■ **AVAILABLE DATA**:
** START **

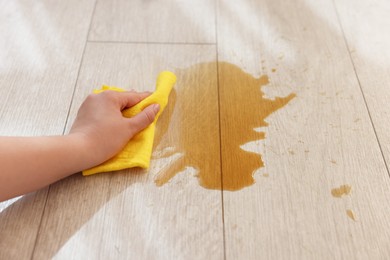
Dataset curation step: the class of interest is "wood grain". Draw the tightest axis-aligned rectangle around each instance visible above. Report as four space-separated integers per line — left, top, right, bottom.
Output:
34 43 224 259
0 0 94 259
89 0 215 43
335 0 390 173
217 0 390 259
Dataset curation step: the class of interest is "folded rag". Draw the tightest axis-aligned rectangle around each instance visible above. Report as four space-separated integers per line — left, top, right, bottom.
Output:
83 71 176 176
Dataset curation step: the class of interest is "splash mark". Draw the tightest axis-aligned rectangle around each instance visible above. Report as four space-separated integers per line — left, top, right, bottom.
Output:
155 62 295 191
331 185 351 198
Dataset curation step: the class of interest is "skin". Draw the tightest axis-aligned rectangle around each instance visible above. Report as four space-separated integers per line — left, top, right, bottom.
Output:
0 91 160 201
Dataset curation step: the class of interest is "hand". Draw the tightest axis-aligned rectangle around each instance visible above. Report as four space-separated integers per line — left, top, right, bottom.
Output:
69 90 160 165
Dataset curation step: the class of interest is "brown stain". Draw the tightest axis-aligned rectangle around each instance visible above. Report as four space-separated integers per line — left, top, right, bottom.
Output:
346 209 356 221
155 62 295 191
331 184 351 198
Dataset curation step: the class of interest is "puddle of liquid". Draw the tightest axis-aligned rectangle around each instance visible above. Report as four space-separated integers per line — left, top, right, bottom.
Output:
331 185 351 198
155 62 295 191
218 63 295 190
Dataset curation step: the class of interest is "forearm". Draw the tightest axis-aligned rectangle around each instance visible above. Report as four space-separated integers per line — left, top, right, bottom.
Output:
0 135 92 201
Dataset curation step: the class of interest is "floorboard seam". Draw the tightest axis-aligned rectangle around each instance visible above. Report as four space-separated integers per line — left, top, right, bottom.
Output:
30 0 98 259
332 0 390 177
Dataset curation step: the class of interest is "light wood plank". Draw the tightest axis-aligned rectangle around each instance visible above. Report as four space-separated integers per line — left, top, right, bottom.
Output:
34 43 224 259
217 0 390 259
89 0 215 43
335 0 390 173
0 0 94 259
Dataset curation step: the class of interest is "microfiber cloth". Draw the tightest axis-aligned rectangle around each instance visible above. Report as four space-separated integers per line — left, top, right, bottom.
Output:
83 71 176 176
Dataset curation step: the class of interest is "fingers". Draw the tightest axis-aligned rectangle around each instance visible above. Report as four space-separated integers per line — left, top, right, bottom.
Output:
119 91 152 110
128 104 160 135
99 90 151 110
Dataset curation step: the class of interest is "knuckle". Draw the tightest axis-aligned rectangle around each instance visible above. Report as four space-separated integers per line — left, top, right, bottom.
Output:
144 110 154 123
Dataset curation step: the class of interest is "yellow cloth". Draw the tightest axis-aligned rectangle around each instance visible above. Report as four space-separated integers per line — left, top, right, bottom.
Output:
83 71 176 176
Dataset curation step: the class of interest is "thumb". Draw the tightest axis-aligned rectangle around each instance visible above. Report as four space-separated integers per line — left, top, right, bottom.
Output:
129 104 160 136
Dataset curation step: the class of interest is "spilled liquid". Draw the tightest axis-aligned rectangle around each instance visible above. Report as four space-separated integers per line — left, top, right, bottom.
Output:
331 185 351 198
154 62 295 191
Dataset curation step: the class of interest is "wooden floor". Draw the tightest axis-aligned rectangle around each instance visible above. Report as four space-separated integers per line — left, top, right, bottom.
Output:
0 0 390 259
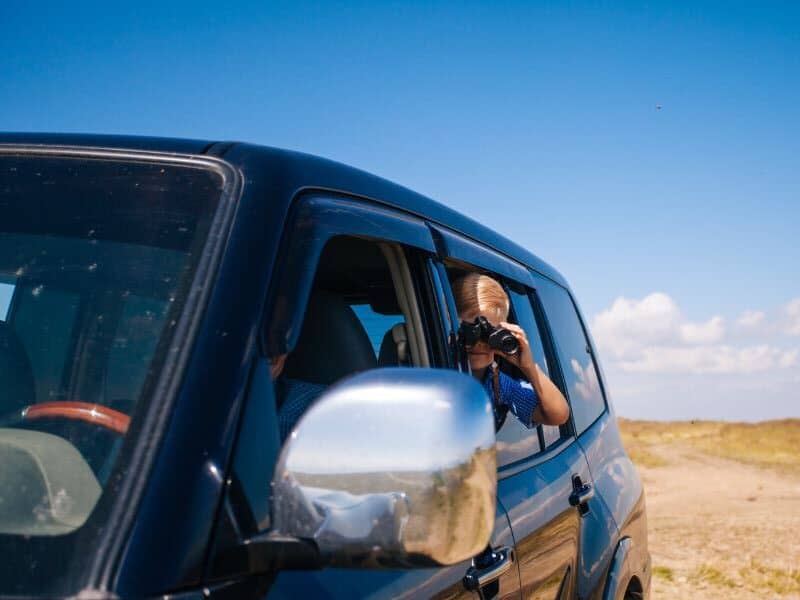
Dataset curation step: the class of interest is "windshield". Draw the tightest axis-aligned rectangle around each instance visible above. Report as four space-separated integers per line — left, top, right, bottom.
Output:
0 155 223 552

** END **

■ **WRITTEN INSTRUCTION**:
Show each line in the records above that contains the word "cloth".

■ **ANSWER TO THE PROBLEM**:
Dataset curation step: the class of interest is "microfiber cloth". Draw the tightest axis-aligned rectangle around each instance visible above. Report as four space-separated integers per line — left, top, right, bottom.
Dataset curation step: the class of interest is "yellow cloth". Draw the tightest axis-aligned rectangle around each instance visible above. Report as four space-separated integers per line — left, top, right, bottom.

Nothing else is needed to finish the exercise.